→ **About this exercise**
Restate word for word each line of the data, starting at the one containing "large framed mirror in the photo above." and running through the last.

→ **Data supplied**
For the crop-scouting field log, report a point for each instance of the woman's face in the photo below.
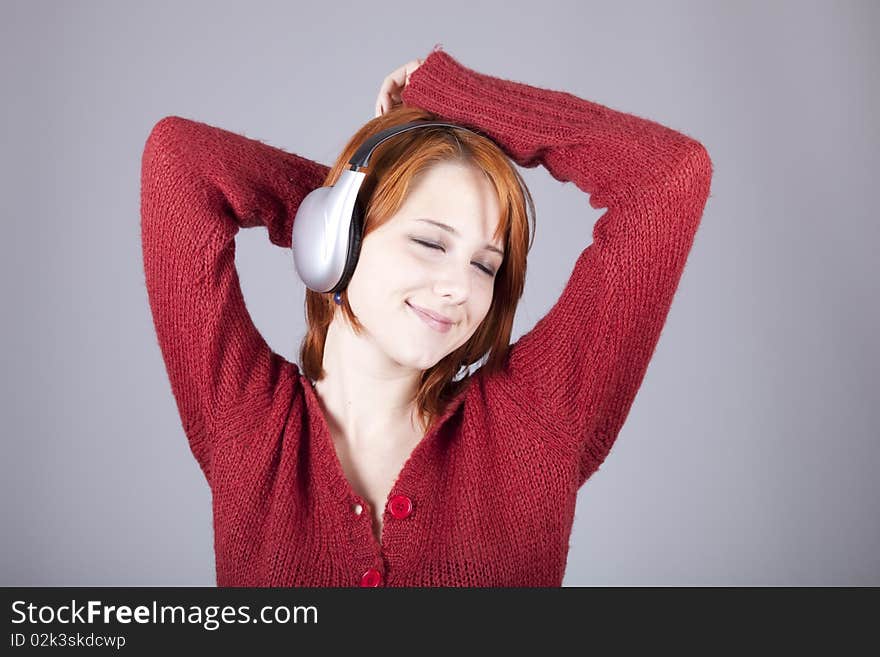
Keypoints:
(410, 261)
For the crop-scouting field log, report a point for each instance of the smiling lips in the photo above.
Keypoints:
(431, 321)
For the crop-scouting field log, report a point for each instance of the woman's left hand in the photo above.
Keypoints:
(393, 85)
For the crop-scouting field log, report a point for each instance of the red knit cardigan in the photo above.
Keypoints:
(487, 498)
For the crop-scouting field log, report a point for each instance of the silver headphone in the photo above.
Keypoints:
(328, 225)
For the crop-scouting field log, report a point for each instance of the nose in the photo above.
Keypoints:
(454, 283)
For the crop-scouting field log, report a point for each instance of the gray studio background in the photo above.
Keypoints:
(750, 454)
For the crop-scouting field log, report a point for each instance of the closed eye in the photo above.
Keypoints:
(430, 245)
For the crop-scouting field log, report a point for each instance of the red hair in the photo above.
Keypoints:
(394, 165)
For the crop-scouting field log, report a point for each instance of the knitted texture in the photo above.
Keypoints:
(487, 498)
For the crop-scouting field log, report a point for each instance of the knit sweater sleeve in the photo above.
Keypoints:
(576, 373)
(199, 185)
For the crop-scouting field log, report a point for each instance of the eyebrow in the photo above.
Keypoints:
(450, 229)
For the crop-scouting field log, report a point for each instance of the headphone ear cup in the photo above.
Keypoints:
(355, 235)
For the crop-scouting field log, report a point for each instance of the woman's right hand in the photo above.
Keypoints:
(393, 85)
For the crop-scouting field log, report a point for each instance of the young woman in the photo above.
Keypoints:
(383, 460)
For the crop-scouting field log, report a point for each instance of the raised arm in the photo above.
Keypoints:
(576, 373)
(199, 185)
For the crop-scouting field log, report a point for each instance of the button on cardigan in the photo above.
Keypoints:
(487, 498)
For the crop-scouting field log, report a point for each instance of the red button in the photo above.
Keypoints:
(400, 506)
(371, 578)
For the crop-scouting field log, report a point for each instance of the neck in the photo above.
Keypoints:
(367, 397)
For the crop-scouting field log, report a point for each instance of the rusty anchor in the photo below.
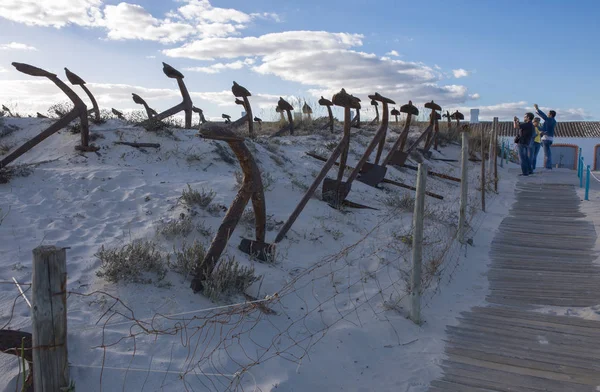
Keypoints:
(264, 251)
(281, 116)
(241, 92)
(285, 106)
(7, 110)
(373, 173)
(76, 80)
(432, 137)
(328, 104)
(356, 120)
(259, 122)
(252, 188)
(79, 110)
(335, 191)
(455, 116)
(411, 110)
(307, 110)
(395, 113)
(376, 105)
(149, 111)
(398, 156)
(200, 113)
(118, 114)
(185, 105)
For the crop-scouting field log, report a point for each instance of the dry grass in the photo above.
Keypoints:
(136, 262)
(228, 279)
(200, 198)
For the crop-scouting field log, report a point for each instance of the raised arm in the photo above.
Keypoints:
(541, 114)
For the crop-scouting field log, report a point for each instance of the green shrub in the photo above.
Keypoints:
(136, 262)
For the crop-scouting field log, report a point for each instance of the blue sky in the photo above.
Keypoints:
(499, 56)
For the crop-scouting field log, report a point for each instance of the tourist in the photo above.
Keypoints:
(523, 139)
(547, 133)
(535, 143)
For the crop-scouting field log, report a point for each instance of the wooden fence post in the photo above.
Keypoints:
(417, 251)
(490, 156)
(464, 186)
(482, 172)
(49, 319)
(495, 135)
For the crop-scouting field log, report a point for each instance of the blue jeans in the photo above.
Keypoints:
(524, 158)
(534, 151)
(548, 153)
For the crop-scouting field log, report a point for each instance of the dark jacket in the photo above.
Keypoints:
(525, 133)
(549, 124)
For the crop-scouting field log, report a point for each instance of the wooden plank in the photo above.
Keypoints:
(536, 259)
(49, 319)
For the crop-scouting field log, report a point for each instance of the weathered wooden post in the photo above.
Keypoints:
(49, 319)
(464, 187)
(495, 136)
(490, 156)
(417, 251)
(482, 171)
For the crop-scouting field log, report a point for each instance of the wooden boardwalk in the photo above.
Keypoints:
(542, 255)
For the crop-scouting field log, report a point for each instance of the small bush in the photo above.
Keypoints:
(95, 136)
(239, 179)
(5, 148)
(224, 153)
(331, 145)
(203, 229)
(9, 172)
(267, 180)
(404, 202)
(191, 158)
(137, 262)
(277, 159)
(193, 197)
(60, 109)
(175, 228)
(187, 258)
(299, 184)
(75, 128)
(215, 209)
(228, 278)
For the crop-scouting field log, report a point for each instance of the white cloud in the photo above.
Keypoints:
(296, 41)
(131, 21)
(55, 13)
(361, 74)
(17, 46)
(196, 18)
(268, 16)
(38, 95)
(218, 67)
(460, 73)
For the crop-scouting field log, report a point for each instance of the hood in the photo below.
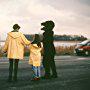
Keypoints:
(14, 34)
(35, 45)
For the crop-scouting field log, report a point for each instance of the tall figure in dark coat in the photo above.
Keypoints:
(49, 49)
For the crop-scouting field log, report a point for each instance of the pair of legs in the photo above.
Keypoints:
(13, 68)
(49, 65)
(36, 71)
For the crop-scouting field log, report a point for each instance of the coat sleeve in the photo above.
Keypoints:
(25, 41)
(5, 48)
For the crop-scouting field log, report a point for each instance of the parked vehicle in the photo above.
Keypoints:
(83, 48)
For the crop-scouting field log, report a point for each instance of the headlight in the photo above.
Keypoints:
(80, 49)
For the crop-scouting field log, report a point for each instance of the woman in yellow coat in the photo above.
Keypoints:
(14, 46)
(35, 57)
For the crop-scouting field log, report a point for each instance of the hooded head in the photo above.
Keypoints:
(47, 25)
(16, 28)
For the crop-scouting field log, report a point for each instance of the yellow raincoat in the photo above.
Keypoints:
(35, 55)
(14, 45)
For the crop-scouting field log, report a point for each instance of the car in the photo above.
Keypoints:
(83, 48)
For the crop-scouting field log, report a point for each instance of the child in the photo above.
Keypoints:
(35, 57)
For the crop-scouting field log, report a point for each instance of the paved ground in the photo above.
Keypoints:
(73, 74)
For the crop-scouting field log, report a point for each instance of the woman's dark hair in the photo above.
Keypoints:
(37, 40)
(15, 26)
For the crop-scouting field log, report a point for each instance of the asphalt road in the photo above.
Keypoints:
(73, 74)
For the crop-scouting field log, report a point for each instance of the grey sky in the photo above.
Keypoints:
(70, 16)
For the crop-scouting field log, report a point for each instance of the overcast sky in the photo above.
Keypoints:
(70, 16)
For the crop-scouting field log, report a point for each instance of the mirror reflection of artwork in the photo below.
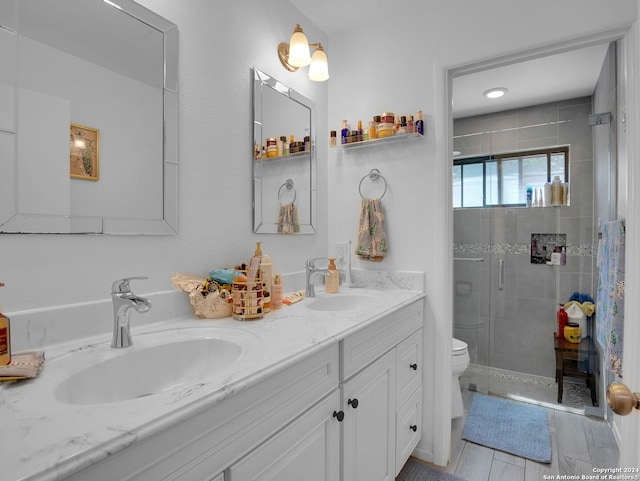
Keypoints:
(84, 151)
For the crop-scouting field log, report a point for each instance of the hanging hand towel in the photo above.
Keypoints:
(288, 219)
(610, 298)
(372, 240)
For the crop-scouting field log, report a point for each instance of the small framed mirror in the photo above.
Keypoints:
(284, 160)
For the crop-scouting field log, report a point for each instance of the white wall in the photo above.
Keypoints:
(219, 43)
(369, 76)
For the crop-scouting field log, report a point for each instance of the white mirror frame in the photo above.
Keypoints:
(12, 221)
(262, 81)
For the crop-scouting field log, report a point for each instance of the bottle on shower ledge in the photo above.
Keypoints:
(332, 279)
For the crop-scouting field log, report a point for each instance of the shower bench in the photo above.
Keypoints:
(575, 360)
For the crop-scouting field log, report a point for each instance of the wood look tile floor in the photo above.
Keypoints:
(578, 444)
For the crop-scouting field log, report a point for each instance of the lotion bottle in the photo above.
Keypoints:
(276, 292)
(266, 269)
(332, 280)
(5, 339)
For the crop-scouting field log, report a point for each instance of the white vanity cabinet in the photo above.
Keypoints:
(369, 401)
(381, 376)
(380, 401)
(350, 411)
(307, 449)
(202, 446)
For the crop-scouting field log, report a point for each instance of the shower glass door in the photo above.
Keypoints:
(506, 293)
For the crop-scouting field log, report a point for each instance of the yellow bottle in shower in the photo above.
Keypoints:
(5, 339)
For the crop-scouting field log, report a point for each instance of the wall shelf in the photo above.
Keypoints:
(384, 140)
(306, 153)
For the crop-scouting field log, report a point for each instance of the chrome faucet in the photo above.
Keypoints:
(312, 271)
(123, 301)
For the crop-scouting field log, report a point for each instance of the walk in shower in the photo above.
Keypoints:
(506, 289)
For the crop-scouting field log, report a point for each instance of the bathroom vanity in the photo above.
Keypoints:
(329, 388)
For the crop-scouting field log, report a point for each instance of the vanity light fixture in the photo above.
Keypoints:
(495, 92)
(296, 54)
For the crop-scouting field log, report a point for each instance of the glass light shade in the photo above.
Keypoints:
(319, 68)
(299, 49)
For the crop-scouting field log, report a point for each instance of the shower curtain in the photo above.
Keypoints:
(610, 296)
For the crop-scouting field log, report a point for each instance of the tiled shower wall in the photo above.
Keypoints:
(512, 328)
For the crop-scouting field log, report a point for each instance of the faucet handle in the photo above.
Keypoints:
(311, 263)
(122, 285)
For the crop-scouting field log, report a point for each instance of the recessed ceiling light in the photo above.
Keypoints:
(495, 93)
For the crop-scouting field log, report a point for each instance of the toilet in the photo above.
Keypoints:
(459, 362)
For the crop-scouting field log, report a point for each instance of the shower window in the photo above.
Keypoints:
(502, 180)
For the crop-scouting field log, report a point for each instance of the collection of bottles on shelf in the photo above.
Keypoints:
(381, 126)
(554, 194)
(279, 147)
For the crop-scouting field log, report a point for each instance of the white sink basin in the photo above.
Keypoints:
(343, 301)
(154, 364)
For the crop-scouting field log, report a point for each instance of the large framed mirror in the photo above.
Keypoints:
(88, 118)
(284, 160)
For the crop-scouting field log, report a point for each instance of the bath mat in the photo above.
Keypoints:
(510, 426)
(415, 470)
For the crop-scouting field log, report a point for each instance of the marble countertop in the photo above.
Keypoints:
(46, 439)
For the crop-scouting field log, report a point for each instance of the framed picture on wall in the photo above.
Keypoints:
(84, 152)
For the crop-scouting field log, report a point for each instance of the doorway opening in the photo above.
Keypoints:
(504, 304)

→ **Answer box**
For the crop-scouting field log, report a point for each instance of the large framed mirror in the photo above.
Keypoints:
(88, 118)
(284, 160)
For the crop-scouting field log, report a point for each instance of the bath mat in the photo above.
Keypoints:
(510, 426)
(415, 470)
For the crop-scouting field log, report a point for each instance of the marble countertop in the photo above.
Keypoints:
(46, 439)
For the crop-scouting field log, report a point for each instance of the framed picture on wall in the photo above.
Keypoints:
(84, 152)
For the crop-scouting field log, report a point for each instance of the doorway opening in the photo above.
Keypoints:
(504, 304)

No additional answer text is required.